> _Page_:
------------
22-VII : 17h : Franz Schubert (1797-1828) : Adieu à la terre, pour piano et récitant ; Olivier Messiaen (1908-1992) : Harawi, pour soprano et piano (extraits) ; Vingt Regards sur l’Enfant-Jésus, pour piano, (extraits) ; Bruno Ducol (1949-2024) : Études de rythme op.20 (extraits) ; Entre regard et silence, hommage à Olivier Messiaen, pour soprano, récitant et piano (CM). Laura Holm, soprano ; Jonas Vitaud, piano ; Matthieu Marie, récitant.
22-VII : 21h: Yvonne Loriod (1924-2010) : Trois mélopées africaines, pour flûte, piano, ondes Martenot et caisse-claire ; Grains de cendres pour soprano, piano, flûte ou ondes Martenot ; Olivier Messiaen (1908-1992) : Huit Préludes pour piano (extraits) ; Le Merle noir, pour flûte et piano ; Vocalise-Étude, pour soprano. Angèle Chemin, soprano ; ensemble TM+ : Julien Le Pape, piano ; Anne-Cécile Cuniot, flûte ; Nathalie Forget, ondes Martenot ; Florent Jodelet, percussions ;
Le programme 2024 du festival Messiaen au pays de la Meije est dense et pluriel, célébrant, certes, le maître de la Grave, ses compagnons de route et ses élèves mais aussi Yvonne Loriod (1924-2010), sa seconde épouse qui aurait eu cent ans cette année et à qui Bruno Messina, directeur du festival, rend un vibrant hommage.
------------
> _Enregistrements du jeu de données de pointage_:
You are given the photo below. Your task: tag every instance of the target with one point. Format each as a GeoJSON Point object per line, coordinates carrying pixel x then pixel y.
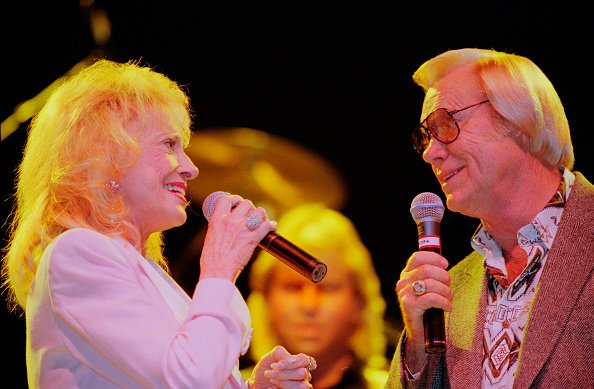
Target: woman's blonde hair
{"type": "Point", "coordinates": [78, 146]}
{"type": "Point", "coordinates": [314, 228]}
{"type": "Point", "coordinates": [519, 92]}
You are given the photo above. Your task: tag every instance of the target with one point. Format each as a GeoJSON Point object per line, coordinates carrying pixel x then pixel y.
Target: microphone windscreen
{"type": "Point", "coordinates": [210, 202]}
{"type": "Point", "coordinates": [427, 206]}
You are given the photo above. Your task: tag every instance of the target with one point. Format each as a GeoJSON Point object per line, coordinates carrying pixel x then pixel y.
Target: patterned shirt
{"type": "Point", "coordinates": [508, 301]}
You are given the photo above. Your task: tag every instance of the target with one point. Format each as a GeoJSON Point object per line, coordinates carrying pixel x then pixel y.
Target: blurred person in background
{"type": "Point", "coordinates": [340, 320]}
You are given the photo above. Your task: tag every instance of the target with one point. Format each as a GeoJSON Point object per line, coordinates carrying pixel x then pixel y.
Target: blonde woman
{"type": "Point", "coordinates": [104, 172]}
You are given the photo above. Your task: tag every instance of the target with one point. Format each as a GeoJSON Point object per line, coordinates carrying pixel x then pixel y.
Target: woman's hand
{"type": "Point", "coordinates": [235, 228]}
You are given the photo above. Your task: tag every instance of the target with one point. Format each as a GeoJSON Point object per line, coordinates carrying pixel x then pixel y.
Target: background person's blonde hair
{"type": "Point", "coordinates": [521, 94]}
{"type": "Point", "coordinates": [81, 141]}
{"type": "Point", "coordinates": [313, 227]}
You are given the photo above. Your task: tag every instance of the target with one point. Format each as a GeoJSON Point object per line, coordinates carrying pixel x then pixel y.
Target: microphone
{"type": "Point", "coordinates": [278, 247]}
{"type": "Point", "coordinates": [427, 211]}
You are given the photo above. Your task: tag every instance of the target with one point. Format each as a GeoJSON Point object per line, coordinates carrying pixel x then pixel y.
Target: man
{"type": "Point", "coordinates": [519, 309]}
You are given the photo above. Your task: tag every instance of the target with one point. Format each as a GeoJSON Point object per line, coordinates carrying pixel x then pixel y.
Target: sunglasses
{"type": "Point", "coordinates": [439, 124]}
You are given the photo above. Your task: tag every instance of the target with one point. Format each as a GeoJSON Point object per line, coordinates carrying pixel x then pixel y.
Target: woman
{"type": "Point", "coordinates": [104, 172]}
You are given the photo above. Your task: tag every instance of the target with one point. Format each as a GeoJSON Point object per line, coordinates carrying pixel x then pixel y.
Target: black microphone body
{"type": "Point", "coordinates": [293, 256]}
{"type": "Point", "coordinates": [279, 247]}
{"type": "Point", "coordinates": [427, 210]}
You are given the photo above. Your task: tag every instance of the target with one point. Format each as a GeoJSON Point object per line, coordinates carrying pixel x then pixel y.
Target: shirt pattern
{"type": "Point", "coordinates": [508, 301]}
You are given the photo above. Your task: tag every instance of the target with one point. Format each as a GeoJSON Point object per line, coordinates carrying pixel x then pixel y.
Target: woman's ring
{"type": "Point", "coordinates": [253, 222]}
{"type": "Point", "coordinates": [419, 287]}
{"type": "Point", "coordinates": [312, 364]}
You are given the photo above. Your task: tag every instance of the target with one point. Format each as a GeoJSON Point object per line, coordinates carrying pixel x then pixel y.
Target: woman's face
{"type": "Point", "coordinates": [314, 318]}
{"type": "Point", "coordinates": [154, 187]}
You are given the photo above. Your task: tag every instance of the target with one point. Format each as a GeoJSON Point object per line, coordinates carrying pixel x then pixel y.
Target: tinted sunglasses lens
{"type": "Point", "coordinates": [443, 126]}
{"type": "Point", "coordinates": [420, 139]}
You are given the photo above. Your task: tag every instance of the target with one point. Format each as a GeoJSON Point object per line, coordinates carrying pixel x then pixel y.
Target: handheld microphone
{"type": "Point", "coordinates": [427, 211]}
{"type": "Point", "coordinates": [278, 247]}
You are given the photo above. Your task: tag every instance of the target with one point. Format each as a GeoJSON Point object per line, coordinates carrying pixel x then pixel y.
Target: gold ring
{"type": "Point", "coordinates": [312, 364]}
{"type": "Point", "coordinates": [419, 287]}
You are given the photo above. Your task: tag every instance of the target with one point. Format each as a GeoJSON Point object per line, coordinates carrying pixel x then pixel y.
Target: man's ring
{"type": "Point", "coordinates": [253, 222]}
{"type": "Point", "coordinates": [312, 364]}
{"type": "Point", "coordinates": [419, 287]}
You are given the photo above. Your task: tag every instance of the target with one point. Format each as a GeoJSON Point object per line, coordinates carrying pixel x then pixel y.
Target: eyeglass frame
{"type": "Point", "coordinates": [428, 132]}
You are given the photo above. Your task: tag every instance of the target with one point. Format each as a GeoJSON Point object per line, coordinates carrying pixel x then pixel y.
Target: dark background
{"type": "Point", "coordinates": [335, 78]}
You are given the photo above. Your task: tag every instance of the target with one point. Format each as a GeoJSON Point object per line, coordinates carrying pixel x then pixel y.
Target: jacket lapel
{"type": "Point", "coordinates": [562, 281]}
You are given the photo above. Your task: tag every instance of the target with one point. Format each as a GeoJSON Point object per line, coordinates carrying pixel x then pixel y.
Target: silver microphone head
{"type": "Point", "coordinates": [427, 206]}
{"type": "Point", "coordinates": [210, 202]}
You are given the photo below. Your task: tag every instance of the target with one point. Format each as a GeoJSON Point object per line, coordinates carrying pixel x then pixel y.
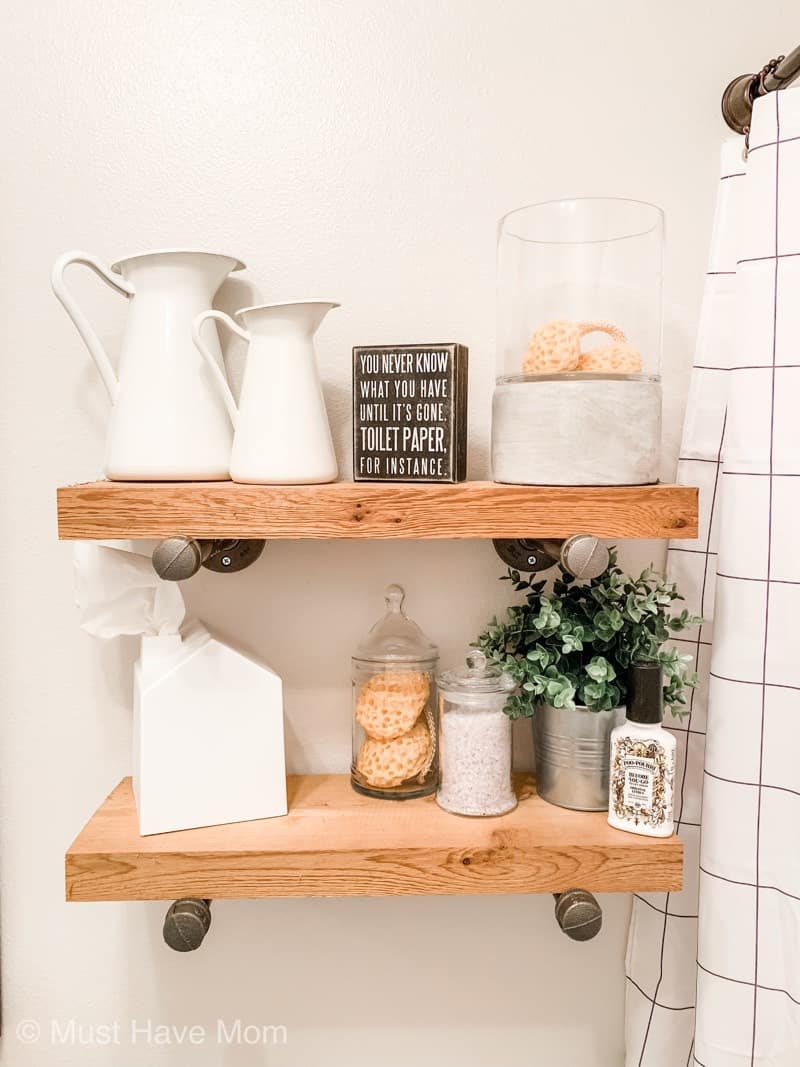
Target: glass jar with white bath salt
{"type": "Point", "coordinates": [395, 750]}
{"type": "Point", "coordinates": [475, 739]}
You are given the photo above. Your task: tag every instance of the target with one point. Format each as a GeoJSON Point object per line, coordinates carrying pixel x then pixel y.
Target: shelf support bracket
{"type": "Point", "coordinates": [578, 913]}
{"type": "Point", "coordinates": [177, 558]}
{"type": "Point", "coordinates": [582, 555]}
{"type": "Point", "coordinates": [187, 923]}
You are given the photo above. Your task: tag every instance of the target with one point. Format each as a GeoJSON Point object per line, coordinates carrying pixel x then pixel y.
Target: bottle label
{"type": "Point", "coordinates": [642, 781]}
{"type": "Point", "coordinates": [639, 777]}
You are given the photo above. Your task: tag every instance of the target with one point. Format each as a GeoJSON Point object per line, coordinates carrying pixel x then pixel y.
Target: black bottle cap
{"type": "Point", "coordinates": [645, 693]}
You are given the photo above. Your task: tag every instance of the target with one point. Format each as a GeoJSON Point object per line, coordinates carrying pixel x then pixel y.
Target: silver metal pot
{"type": "Point", "coordinates": [572, 750]}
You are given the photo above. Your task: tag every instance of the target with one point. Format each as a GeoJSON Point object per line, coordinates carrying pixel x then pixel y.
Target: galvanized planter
{"type": "Point", "coordinates": [572, 751]}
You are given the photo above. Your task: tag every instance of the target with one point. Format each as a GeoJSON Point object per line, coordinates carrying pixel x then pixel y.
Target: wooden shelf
{"type": "Point", "coordinates": [474, 509]}
{"type": "Point", "coordinates": [335, 842]}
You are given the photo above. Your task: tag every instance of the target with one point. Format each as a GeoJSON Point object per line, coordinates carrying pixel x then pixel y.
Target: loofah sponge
{"type": "Point", "coordinates": [614, 359]}
{"type": "Point", "coordinates": [386, 764]}
{"type": "Point", "coordinates": [555, 348]}
{"type": "Point", "coordinates": [389, 703]}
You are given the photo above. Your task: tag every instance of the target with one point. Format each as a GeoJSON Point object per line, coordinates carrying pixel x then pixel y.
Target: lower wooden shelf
{"type": "Point", "coordinates": [335, 842]}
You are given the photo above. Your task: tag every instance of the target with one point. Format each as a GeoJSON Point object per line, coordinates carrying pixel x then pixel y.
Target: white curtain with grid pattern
{"type": "Point", "coordinates": [714, 971]}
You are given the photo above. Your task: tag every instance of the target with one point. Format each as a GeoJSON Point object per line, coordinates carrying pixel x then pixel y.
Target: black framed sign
{"type": "Point", "coordinates": [410, 413]}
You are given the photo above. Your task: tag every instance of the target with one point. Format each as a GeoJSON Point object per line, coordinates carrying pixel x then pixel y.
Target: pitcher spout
{"type": "Point", "coordinates": [306, 315]}
{"type": "Point", "coordinates": [170, 266]}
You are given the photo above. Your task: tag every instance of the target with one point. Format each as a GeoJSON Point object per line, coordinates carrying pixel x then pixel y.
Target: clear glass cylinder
{"type": "Point", "coordinates": [395, 734]}
{"type": "Point", "coordinates": [578, 392]}
{"type": "Point", "coordinates": [475, 741]}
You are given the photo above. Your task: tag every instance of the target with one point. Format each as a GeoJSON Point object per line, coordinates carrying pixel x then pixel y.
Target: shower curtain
{"type": "Point", "coordinates": [714, 971]}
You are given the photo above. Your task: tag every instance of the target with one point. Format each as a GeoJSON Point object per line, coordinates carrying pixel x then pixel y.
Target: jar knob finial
{"type": "Point", "coordinates": [476, 662]}
{"type": "Point", "coordinates": [395, 596]}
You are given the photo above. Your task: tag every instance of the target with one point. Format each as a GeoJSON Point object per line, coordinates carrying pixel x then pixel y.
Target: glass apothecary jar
{"type": "Point", "coordinates": [578, 393]}
{"type": "Point", "coordinates": [475, 739]}
{"type": "Point", "coordinates": [395, 748]}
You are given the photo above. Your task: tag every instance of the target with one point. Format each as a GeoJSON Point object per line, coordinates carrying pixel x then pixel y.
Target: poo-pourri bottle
{"type": "Point", "coordinates": [642, 777]}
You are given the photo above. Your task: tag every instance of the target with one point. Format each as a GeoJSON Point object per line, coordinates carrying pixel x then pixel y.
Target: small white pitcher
{"type": "Point", "coordinates": [168, 421]}
{"type": "Point", "coordinates": [281, 431]}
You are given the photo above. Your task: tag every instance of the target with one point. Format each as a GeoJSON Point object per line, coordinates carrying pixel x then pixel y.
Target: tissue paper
{"type": "Point", "coordinates": [118, 592]}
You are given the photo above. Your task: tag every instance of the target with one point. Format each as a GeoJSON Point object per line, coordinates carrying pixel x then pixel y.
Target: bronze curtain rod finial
{"type": "Point", "coordinates": [740, 94]}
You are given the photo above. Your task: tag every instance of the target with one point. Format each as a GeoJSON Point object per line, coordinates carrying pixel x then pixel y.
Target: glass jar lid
{"type": "Point", "coordinates": [396, 638]}
{"type": "Point", "coordinates": [479, 678]}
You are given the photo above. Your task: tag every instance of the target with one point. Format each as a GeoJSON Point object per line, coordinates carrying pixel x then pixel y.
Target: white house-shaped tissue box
{"type": "Point", "coordinates": [208, 734]}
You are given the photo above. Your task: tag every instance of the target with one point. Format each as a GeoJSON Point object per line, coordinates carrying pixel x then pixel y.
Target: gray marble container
{"type": "Point", "coordinates": [577, 430]}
------------
> _Les consignes_:
1 > Répétez mot pour mot le passage de la page sur le festival Messiaen qui va de « 22-VII : 21h: Yvonne » à « un vibrant hommage. ».
2 > Réécrivez plus brièvement le paragraphe de la page sur le festival Messiaen qui commence par « Le programme 2024 du festival », en conservant ses faits principaux.
Les enregistrements n'ont aucun rôle ici.

> _Liste des réponses_:
1 >
22-VII : 21h: Yvonne Loriod (1924-2010) : Trois mélopées africaines, pour flûte, piano, ondes Martenot et caisse-claire ; Grains de cendres pour soprano, piano, flûte ou ondes Martenot ; Olivier Messiaen (1908-1992) : Huit Préludes pour piano (extraits) ; Le Merle noir, pour flûte et piano ; Vocalise-Étude, pour soprano. Angèle Chemin, soprano ; ensemble TM+ : Julien Le Pape, piano ; Anne-Cécile Cuniot, flûte ; Nathalie Forget, ondes Martenot ; Florent Jodelet, percussions ;
Le programme 2024 du festival Messiaen au pays de la Meije est dense et pluriel, célébrant, certes, le maître de la Grave, ses compagnons de route et ses élèves mais aussi Yvonne Loriod (1924-2010), sa seconde épouse qui aurait eu cent ans cette année et à qui Bruno Messina, directeur du festival, rend un vibrant hommage.

2 > Dense et varié, le programme 2024 du festival Messiaen au pays de la Meije célèbre le maître de la Grave, ses compagnons de route et ses élèves. Il rend aussi hommage à Yvonne Loriod (1924-2010), sa seconde épouse, qui aurait eu cent ans cette année. Cet hommage est porté par Bruno Messina, directeur du festival.